▶ **What you should do**
Reproduce the court opinion excerpt starting at the words "I just feel, from" and ending after "on that date.", substituting "postponement" for "continuance" throughout that passage.

The trial court appointed a new attorney for appellant on

January 23, 1998. On May 29, 1998, counsel for appellant asked

for a psychological re-evaluation to determine appellant's

competency to stand trial. Counsel proffered that when he spoke

with appellant briefly she seemed fine. After meeting with

appellant for a longer period of time, he stated, "But on my last

visit, I talked with her for about two hours and I found her train

of thought to be somewhat erratic. I don't think she understands

the seriousness of these charges."

Counsel proffered that appellant represented that she had

evidence that would assist in her defense, but when he asked her

for it, she said her sister had it and that the sister would

- 2 - present it at trial. Counsel represented that appellant gave him

the names of six witnesses, but that all of the witnesses were

unfavorable, some of them witnesses for the Commonwealth.

Appellant told counsel that "her case [was] in God's hands, and

that God's going to look out for her." Counsel concluded:

I just feel, from my perspective, Your Honor, as her counsel, that I feel that . . . I need a second opinion on her evaluation since I am new to this case . . . . I just feel, as a safety precaution for myself and [appellant], that she should be reevaluated by another psychologist who can see if they come to the same conclusion.

The trial court denied the appellant's motion for a "second

opinion" at a hearing on May 29, 1998. Then, at trial, appellant

renewed her motion and requested a continuance to obtain the

"second opinion." The trial court denied the motion for a

continuance and tried the case on that date.

ANALYSIS

"Whether to grant or deny a continuance of a trial is a

matter that lies within the sound discretion of a trial court, and

its ruling will not be reversed on appeal unless it is plainly

wrong." Cardwell v. Commonwealth, 248 Va. 501, 508, 450 S.E.2d

146, 151 (1994) (citing Lomax v. Commonwealth, 228 Va. 168, 172,

319 S.E.2d 763, 765 (1984); Parish v. Commonwealth, 206 Va. 627,

631-32, 145 S.E.2d 192, 195 (1965)).

Code § 19.2-169.1(A) provides in part:

If . . . the court finds, upon hearing evidence or representations of counsel for

- 3 - the defendant or the attorney for the Commonwealth, that there is probable cause to believe that the defendant lacks substantial capacity to understand the proceedings against him or to assist his attorney in his own defense, the court shall order that a competency evaluation be performed.

At a hearing to determine competency to stand trial "the

party alleging that the defendant is incompetent shall bear the

burden of proving by a preponderance of the evidence the

defendant's incompetency." Code § 19.2-169.1(E). "[T]he standard

for competence to stand trial is whether the defendant has

'sufficient present ability to consult with his lawyer with a

reasonable degree of rational understanding' and has 'a rational

as well as factual understanding of the proceedings against him.'"

(Excerpts from a detection dataset)

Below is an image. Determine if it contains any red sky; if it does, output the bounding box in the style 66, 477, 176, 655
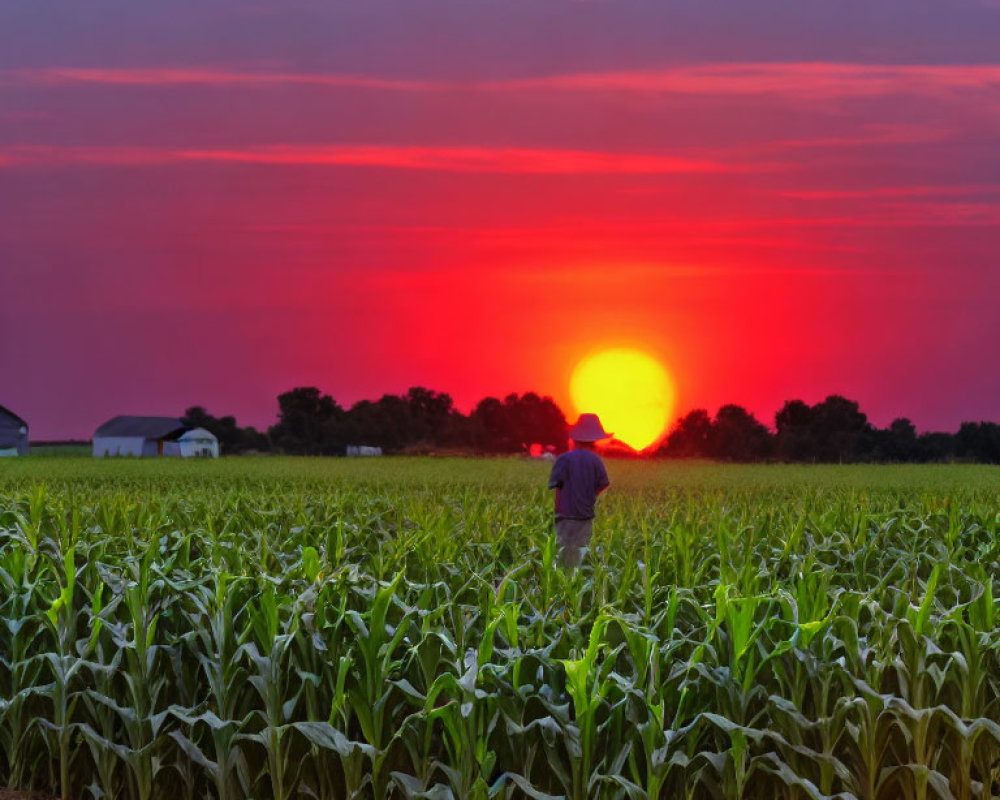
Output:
0, 0, 1000, 439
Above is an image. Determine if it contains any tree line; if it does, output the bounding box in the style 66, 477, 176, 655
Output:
183, 386, 1000, 464
657, 395, 1000, 464
182, 386, 567, 456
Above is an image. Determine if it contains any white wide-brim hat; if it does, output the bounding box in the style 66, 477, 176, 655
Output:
569, 414, 613, 442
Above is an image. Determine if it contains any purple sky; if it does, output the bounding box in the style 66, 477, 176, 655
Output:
0, 0, 1000, 439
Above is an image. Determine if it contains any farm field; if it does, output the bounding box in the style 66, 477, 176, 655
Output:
0, 457, 1000, 800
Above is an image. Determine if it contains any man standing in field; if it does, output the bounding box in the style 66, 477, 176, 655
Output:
549, 414, 611, 567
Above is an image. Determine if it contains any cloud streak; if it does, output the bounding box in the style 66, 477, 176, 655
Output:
0, 145, 760, 175
7, 62, 1000, 101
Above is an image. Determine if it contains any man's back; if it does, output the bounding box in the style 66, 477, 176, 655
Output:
549, 448, 610, 519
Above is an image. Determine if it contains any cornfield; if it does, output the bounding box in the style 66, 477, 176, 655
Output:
0, 459, 1000, 800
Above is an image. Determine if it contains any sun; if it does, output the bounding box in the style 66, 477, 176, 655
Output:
569, 348, 674, 450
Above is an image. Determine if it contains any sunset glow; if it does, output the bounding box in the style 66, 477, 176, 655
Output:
0, 0, 1000, 438
570, 348, 674, 450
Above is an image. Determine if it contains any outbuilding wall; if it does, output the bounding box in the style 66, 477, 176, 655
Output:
94, 436, 146, 457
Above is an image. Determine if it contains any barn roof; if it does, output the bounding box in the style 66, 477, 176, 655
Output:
94, 415, 187, 439
0, 406, 28, 428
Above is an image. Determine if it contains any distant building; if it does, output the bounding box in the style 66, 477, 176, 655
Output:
177, 428, 219, 458
0, 406, 28, 456
345, 444, 382, 458
94, 416, 219, 458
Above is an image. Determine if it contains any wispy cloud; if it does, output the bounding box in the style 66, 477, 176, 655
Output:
485, 62, 1000, 100
0, 145, 760, 175
7, 62, 1000, 100
778, 183, 1000, 200
0, 67, 438, 92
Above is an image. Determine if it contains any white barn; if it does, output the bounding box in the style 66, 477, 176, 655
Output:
93, 416, 219, 458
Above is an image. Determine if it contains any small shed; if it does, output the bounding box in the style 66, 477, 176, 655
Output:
177, 428, 219, 458
94, 416, 188, 457
0, 406, 28, 456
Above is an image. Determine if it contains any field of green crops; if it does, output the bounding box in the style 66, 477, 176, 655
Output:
0, 458, 1000, 800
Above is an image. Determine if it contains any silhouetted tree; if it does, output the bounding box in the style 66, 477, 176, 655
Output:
774, 400, 816, 461
270, 386, 344, 455
774, 394, 873, 461
872, 417, 920, 461
917, 432, 956, 461
660, 408, 712, 458
707, 405, 773, 461
469, 392, 566, 453
955, 422, 1000, 464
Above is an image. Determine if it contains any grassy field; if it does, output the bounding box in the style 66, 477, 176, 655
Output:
0, 458, 1000, 800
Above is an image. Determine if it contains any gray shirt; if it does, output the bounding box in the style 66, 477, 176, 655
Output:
549, 448, 611, 519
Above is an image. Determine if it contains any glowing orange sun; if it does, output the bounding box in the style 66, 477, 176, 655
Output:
569, 348, 674, 450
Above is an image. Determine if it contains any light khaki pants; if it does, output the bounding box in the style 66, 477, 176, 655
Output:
556, 519, 594, 567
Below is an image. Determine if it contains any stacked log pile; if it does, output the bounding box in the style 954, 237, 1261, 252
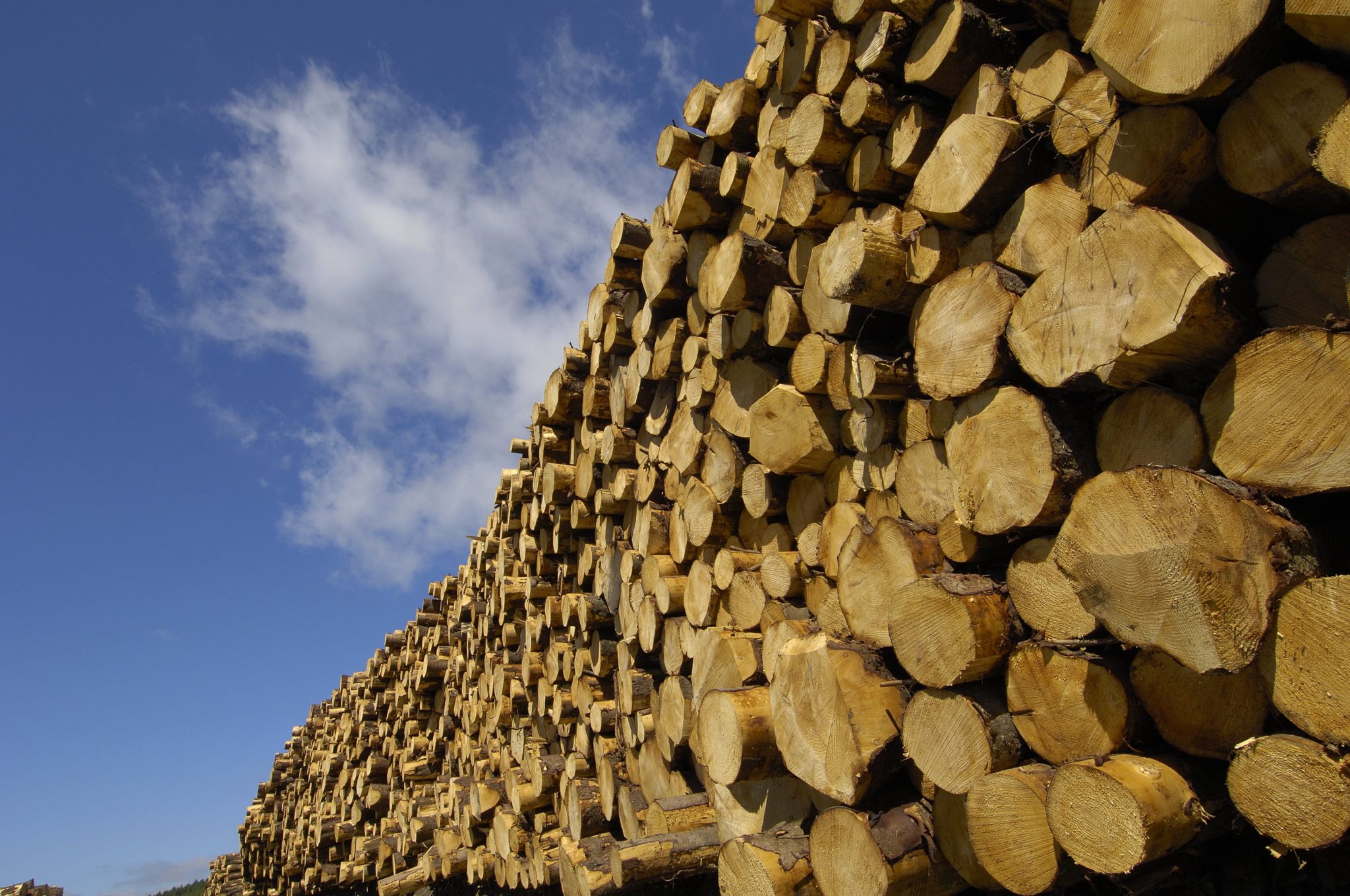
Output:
206, 853, 245, 896
213, 0, 1350, 896
0, 880, 65, 896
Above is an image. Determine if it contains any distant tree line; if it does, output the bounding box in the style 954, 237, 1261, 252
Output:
154, 877, 206, 896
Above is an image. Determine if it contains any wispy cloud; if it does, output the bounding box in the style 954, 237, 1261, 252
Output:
637, 0, 695, 97
643, 34, 695, 96
99, 856, 215, 896
193, 393, 258, 448
147, 31, 660, 583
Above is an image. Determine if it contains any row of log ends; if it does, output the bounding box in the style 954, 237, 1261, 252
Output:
0, 880, 66, 896
214, 0, 1350, 896
205, 853, 245, 896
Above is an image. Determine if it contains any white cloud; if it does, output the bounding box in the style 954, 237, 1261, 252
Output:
150, 31, 668, 583
193, 393, 258, 448
643, 32, 697, 97
99, 856, 215, 896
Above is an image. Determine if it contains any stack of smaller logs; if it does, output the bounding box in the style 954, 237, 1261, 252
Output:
202, 0, 1350, 896
0, 880, 66, 896
206, 853, 245, 896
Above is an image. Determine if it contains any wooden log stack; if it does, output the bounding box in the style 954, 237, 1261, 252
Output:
206, 853, 245, 896
0, 880, 66, 896
208, 0, 1350, 896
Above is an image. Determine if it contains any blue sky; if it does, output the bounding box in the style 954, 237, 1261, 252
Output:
0, 0, 753, 896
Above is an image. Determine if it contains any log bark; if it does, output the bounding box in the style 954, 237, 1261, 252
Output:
903, 685, 1023, 793
749, 386, 838, 474
1054, 467, 1316, 672
1078, 105, 1220, 209
992, 174, 1090, 277
904, 0, 1016, 100
910, 263, 1026, 398
887, 575, 1016, 688
769, 634, 906, 803
1007, 205, 1243, 389
811, 803, 965, 896
965, 764, 1064, 895
947, 383, 1096, 534
1007, 644, 1131, 765
1130, 650, 1270, 760
1045, 754, 1204, 874
1007, 536, 1098, 640
908, 115, 1040, 231
1256, 215, 1350, 327
1082, 0, 1270, 104
826, 515, 943, 648
1260, 576, 1350, 745
1096, 386, 1206, 470
1218, 62, 1350, 211
1229, 734, 1350, 849
1200, 327, 1350, 495
717, 827, 818, 896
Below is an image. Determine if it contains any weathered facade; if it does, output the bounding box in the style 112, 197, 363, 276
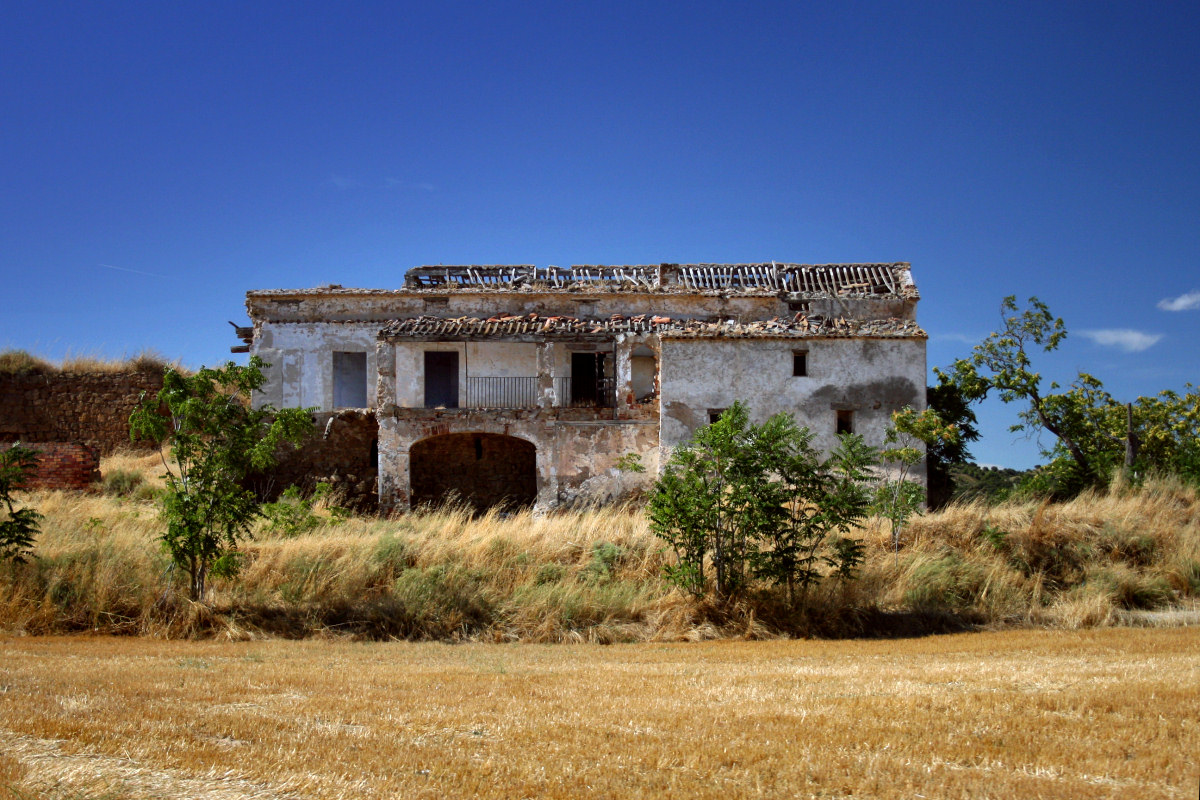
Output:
234, 263, 926, 511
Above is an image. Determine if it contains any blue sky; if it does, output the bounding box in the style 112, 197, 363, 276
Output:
0, 0, 1200, 467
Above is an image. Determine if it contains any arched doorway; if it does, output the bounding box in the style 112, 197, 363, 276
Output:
408, 433, 538, 511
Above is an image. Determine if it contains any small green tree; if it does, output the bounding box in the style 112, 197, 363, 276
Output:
938, 296, 1200, 495
0, 443, 42, 563
648, 403, 875, 601
925, 381, 979, 509
130, 356, 313, 601
755, 431, 878, 603
874, 408, 959, 554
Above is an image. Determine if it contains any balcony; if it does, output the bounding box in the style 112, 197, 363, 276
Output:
453, 375, 617, 408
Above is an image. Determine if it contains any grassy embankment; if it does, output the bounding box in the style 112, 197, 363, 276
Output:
0, 455, 1200, 642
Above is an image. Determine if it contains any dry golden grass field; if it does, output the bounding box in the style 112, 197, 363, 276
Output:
0, 453, 1200, 643
0, 627, 1200, 800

▶ **Exercise output**
I just feel, from my perspective, Your Honor, as her counsel, that I feel that . . . I need a second opinion on her evaluation since I am new to this case . . . . I just feel, as a safety precaution for myself and [appellant], that she should be reevaluated by another psychologist who can see if they come to the same conclusion.

The trial court denied the appellant's motion for a "second

opinion" at a hearing on May 29, 1998. Then, at trial, appellant

renewed her motion and requested a postponement to obtain the

"second opinion." The trial court denied the motion for a

postponement and tried the case on that date.